» THE TASK:
In the records below, copy the line that contains "[tag] carved stone arch" and each line after it, word for word, through the last.

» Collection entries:
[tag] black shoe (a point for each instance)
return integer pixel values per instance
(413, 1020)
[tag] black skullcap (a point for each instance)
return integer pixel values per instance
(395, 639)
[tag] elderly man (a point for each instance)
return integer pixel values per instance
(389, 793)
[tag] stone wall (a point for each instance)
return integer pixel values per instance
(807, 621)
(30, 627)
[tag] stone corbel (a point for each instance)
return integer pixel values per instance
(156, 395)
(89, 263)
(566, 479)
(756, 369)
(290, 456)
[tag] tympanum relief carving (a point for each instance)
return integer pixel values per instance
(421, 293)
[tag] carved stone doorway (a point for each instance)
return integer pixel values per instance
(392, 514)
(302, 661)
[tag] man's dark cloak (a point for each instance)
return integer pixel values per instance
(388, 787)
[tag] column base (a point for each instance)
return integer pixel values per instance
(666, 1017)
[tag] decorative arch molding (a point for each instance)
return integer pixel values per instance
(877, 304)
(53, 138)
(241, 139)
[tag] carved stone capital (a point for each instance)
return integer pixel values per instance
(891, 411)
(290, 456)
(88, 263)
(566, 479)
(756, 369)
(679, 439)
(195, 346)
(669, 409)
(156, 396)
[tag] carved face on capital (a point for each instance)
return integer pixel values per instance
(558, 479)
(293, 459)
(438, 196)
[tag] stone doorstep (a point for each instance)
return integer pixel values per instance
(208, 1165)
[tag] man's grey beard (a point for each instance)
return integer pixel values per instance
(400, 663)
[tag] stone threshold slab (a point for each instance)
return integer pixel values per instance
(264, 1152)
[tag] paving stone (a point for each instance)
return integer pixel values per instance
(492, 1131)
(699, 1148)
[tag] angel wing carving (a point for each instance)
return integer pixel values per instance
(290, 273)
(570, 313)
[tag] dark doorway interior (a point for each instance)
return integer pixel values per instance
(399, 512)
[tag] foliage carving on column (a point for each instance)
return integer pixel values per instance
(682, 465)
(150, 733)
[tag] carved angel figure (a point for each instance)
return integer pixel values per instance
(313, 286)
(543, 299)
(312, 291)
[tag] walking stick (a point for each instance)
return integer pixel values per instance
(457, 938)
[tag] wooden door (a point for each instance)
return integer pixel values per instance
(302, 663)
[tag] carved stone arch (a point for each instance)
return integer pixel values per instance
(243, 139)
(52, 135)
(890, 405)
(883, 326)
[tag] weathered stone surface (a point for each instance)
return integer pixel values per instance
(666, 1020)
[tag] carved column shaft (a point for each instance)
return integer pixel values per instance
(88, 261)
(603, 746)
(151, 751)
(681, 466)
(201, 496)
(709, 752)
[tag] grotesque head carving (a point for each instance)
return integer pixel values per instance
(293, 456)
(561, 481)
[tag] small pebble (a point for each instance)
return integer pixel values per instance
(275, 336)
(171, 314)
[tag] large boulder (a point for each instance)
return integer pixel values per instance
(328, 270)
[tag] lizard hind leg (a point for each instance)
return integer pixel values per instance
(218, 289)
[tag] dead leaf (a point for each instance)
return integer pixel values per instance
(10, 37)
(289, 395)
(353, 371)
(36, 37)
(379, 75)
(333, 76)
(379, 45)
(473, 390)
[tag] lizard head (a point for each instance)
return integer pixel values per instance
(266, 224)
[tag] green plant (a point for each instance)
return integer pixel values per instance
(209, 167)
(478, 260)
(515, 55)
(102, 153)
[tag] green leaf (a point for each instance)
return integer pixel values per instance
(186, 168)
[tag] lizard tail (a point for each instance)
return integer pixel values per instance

» FINAL ANSWER:
[tag] carved stone arch (a point for each instance)
return integer pixel values per instance
(243, 139)
(52, 135)
(890, 405)
(883, 326)
[tag] weathered stone surface (a point for each instance)
return integer pixel values per instance
(666, 1020)
[tag] carved column shaft (a point for each instance)
return integer pixel values per instance
(88, 261)
(603, 746)
(151, 751)
(681, 466)
(201, 496)
(709, 752)
[tag] grotesque head carving (a point for each instance)
return integer pixel values per instance
(293, 456)
(561, 481)
[tag] small pebble (a point for each instance)
return integer pixel values per instance
(275, 336)
(171, 314)
[tag] large boulder (a point for each instance)
return integer pixel values per instance
(328, 270)
[tag] lizard hind leg (a point for each instance)
return integer pixel values per instance
(218, 289)
[tag] dead leaf (a point for each instance)
return integer pixel values per instance
(10, 37)
(289, 395)
(353, 371)
(36, 37)
(379, 75)
(333, 76)
(379, 45)
(473, 390)
[tag] lizard head (a point for each instance)
return integer pixel values per instance
(266, 224)
[tag] green plant (a point for each instance)
return integer pixel values per instance
(209, 167)
(478, 260)
(515, 55)
(102, 153)
[tag] green leaf (a point for each instance)
return integer pixel values per instance
(186, 168)
[tag] lizard tail (a point for each instance)
return integer pixel values per instance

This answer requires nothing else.